• _Work to complete_: Count the lines in the material below that contain the string "nightstand", treating uppercase and lowercase as different. Reply with the number alone.

• _Supplied material_:

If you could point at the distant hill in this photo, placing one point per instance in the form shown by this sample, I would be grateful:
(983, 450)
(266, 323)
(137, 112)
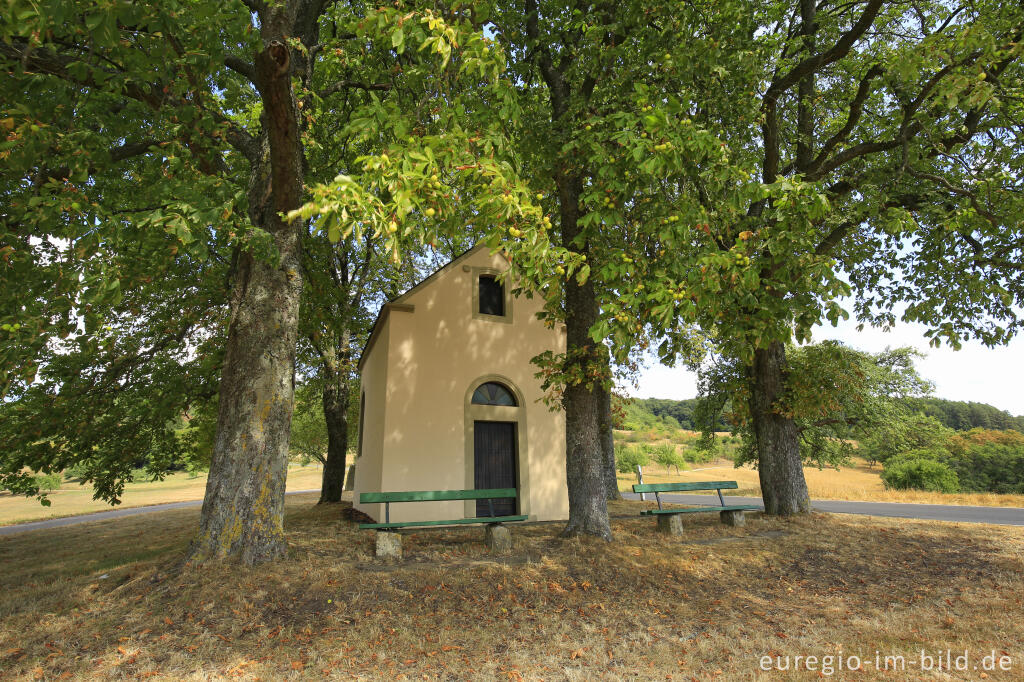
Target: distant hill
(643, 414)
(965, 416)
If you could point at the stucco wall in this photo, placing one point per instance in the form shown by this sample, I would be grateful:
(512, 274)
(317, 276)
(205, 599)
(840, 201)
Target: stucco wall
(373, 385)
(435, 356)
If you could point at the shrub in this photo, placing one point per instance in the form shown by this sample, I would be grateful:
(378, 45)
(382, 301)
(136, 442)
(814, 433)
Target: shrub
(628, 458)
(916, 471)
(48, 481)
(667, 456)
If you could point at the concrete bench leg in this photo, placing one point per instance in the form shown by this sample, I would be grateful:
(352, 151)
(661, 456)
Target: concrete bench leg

...

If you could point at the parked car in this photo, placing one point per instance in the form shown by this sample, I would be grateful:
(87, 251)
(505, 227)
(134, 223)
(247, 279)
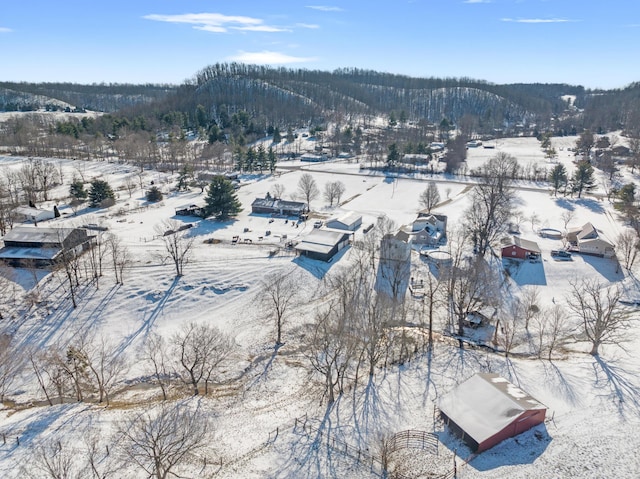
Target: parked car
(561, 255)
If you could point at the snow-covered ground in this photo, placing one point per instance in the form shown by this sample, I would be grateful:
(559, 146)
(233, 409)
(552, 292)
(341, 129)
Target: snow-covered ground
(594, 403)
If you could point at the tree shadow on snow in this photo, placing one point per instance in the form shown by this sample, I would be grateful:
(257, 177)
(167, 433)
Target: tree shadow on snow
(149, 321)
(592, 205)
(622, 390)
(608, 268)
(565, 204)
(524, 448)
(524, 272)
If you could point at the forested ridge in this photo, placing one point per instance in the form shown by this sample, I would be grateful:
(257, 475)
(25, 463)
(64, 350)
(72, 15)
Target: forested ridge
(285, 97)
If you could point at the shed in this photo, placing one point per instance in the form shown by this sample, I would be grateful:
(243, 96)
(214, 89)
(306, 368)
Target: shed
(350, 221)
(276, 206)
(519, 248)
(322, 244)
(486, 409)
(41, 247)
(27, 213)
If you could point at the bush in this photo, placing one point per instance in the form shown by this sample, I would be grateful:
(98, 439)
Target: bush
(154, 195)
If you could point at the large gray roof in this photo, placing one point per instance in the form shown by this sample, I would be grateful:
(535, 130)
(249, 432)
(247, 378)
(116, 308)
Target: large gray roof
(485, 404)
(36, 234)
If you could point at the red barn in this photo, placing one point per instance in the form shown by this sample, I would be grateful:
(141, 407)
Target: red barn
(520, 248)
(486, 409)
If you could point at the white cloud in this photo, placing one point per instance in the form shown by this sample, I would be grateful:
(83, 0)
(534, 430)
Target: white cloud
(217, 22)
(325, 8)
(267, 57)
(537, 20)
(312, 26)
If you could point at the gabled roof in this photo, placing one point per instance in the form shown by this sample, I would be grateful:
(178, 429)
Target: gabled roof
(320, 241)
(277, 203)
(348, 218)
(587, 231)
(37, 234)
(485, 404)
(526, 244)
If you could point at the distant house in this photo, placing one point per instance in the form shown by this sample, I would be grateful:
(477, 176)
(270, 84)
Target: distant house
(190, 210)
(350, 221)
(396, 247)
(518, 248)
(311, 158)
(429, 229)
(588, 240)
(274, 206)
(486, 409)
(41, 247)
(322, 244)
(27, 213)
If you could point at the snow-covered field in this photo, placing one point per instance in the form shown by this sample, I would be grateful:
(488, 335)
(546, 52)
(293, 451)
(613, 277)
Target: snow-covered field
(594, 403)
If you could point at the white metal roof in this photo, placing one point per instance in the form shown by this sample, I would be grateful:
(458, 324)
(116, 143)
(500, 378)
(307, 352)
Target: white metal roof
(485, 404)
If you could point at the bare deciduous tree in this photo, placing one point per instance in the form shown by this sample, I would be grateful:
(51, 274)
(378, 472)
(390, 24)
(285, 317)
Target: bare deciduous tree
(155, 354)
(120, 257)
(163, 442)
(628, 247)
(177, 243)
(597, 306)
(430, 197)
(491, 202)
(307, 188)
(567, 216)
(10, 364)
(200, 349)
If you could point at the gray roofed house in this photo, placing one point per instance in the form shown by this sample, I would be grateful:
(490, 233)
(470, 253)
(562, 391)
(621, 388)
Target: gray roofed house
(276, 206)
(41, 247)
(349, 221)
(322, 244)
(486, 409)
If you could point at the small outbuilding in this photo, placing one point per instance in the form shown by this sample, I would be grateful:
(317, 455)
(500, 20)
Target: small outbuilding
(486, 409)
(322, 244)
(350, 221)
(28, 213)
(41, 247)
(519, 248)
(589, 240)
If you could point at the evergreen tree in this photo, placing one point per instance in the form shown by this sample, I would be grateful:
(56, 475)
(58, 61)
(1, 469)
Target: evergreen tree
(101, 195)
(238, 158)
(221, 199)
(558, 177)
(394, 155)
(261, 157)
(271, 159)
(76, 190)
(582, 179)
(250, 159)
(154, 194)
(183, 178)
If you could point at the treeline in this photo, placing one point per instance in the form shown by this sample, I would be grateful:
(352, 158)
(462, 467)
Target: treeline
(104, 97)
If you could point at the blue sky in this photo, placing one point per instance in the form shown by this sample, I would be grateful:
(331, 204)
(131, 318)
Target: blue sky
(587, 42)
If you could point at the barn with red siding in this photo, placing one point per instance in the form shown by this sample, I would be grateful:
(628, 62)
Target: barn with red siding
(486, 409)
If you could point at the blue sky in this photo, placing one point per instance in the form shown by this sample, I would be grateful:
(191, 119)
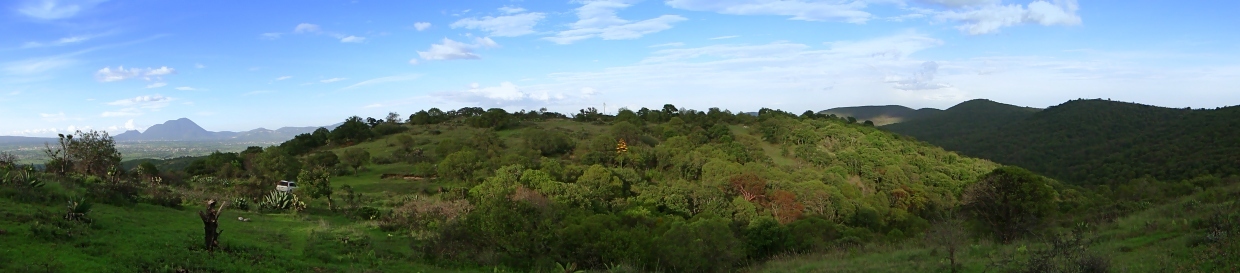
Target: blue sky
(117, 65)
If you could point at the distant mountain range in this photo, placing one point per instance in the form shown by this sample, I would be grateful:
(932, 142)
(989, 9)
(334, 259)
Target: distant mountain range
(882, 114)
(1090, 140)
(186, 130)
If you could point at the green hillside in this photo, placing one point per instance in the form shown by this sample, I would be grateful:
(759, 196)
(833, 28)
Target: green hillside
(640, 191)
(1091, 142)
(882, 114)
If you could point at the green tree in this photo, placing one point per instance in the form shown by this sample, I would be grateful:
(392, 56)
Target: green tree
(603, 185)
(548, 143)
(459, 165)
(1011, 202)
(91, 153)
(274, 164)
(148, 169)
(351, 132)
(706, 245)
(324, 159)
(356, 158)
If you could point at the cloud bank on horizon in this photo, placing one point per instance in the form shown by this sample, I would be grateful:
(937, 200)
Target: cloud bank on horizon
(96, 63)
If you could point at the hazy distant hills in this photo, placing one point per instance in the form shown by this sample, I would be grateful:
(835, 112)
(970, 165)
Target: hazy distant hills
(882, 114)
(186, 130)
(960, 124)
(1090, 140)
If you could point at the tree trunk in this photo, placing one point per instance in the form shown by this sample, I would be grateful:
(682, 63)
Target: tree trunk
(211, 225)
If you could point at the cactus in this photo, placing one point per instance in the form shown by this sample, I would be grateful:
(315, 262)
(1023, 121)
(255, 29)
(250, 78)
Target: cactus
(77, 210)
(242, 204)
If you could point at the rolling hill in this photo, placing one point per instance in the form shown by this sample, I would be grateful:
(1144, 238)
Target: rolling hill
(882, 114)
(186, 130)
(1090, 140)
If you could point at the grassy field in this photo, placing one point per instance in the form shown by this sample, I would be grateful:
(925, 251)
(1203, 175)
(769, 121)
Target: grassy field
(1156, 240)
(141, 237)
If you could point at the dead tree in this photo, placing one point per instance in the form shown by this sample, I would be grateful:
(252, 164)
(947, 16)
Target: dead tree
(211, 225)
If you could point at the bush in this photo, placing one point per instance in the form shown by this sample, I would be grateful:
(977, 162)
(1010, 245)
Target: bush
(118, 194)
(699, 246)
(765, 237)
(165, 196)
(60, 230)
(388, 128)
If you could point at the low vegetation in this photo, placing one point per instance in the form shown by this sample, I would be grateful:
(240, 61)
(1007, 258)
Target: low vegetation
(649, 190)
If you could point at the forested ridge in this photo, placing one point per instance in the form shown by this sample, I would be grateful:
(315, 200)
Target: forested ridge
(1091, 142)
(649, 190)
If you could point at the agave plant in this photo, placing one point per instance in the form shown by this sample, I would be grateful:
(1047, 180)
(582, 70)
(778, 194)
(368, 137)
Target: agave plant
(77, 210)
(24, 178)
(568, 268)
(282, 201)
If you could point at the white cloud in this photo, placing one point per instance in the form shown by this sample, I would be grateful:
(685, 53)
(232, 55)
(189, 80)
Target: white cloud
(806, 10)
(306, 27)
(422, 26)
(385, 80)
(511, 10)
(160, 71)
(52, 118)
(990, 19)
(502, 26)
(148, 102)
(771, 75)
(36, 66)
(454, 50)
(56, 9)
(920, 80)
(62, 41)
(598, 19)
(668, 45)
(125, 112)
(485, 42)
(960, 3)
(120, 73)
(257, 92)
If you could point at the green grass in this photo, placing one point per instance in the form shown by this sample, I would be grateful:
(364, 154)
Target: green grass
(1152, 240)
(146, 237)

...

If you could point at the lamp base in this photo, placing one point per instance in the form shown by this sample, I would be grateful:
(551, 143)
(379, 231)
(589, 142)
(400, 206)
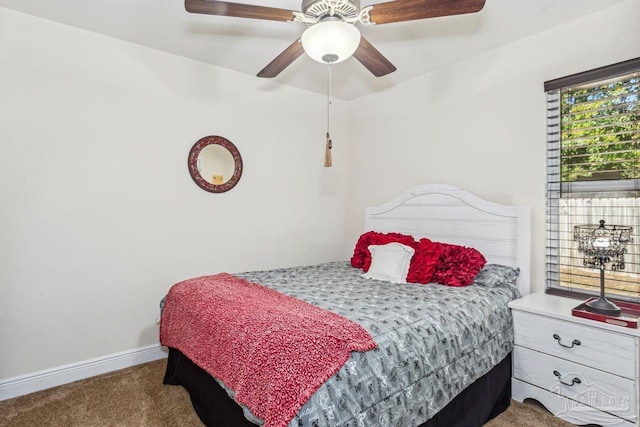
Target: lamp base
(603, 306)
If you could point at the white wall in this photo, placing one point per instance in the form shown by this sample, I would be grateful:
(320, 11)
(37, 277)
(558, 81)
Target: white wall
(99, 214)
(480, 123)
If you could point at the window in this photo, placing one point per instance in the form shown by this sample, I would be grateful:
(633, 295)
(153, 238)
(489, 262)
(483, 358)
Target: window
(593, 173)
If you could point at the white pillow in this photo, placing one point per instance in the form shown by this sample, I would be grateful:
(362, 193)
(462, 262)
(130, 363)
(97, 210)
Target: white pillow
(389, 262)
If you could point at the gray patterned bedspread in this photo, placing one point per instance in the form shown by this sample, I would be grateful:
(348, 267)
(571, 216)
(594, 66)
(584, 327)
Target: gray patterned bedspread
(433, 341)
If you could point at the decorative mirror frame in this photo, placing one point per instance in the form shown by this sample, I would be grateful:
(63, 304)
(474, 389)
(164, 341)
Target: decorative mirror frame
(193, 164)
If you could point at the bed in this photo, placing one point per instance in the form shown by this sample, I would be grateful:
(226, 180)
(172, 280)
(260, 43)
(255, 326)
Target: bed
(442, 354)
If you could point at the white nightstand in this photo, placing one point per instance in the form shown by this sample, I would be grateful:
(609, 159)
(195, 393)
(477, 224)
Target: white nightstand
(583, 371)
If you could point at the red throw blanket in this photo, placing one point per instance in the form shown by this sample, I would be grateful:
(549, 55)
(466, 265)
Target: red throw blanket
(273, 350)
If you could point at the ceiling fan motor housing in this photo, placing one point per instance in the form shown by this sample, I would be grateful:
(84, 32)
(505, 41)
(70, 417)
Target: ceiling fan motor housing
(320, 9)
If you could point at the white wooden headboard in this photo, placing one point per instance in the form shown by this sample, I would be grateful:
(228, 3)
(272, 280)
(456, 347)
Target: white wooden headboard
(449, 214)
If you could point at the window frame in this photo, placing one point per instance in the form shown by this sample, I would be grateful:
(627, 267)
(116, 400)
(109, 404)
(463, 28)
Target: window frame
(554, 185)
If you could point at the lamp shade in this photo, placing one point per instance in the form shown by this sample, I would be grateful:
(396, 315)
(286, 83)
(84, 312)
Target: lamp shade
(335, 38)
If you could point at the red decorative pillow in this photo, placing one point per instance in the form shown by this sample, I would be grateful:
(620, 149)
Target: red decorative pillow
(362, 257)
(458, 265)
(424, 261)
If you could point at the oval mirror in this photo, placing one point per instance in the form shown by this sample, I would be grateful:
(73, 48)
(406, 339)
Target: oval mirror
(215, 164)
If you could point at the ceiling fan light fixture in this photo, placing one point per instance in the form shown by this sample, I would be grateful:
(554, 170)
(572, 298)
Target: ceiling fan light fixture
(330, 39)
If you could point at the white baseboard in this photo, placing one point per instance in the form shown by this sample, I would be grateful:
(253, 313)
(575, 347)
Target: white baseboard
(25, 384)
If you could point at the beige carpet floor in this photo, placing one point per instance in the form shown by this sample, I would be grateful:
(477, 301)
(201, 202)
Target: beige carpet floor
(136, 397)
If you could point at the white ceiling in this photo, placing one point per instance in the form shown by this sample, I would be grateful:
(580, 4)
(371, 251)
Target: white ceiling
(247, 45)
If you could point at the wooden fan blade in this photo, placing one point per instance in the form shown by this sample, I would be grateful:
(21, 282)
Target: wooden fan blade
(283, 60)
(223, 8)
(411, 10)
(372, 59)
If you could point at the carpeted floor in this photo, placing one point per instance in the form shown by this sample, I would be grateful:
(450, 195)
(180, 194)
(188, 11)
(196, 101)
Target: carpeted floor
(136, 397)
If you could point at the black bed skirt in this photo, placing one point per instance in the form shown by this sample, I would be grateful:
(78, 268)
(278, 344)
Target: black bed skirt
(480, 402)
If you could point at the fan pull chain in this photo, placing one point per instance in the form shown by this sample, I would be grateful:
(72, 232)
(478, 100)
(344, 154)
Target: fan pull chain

• _Result of this task_: 2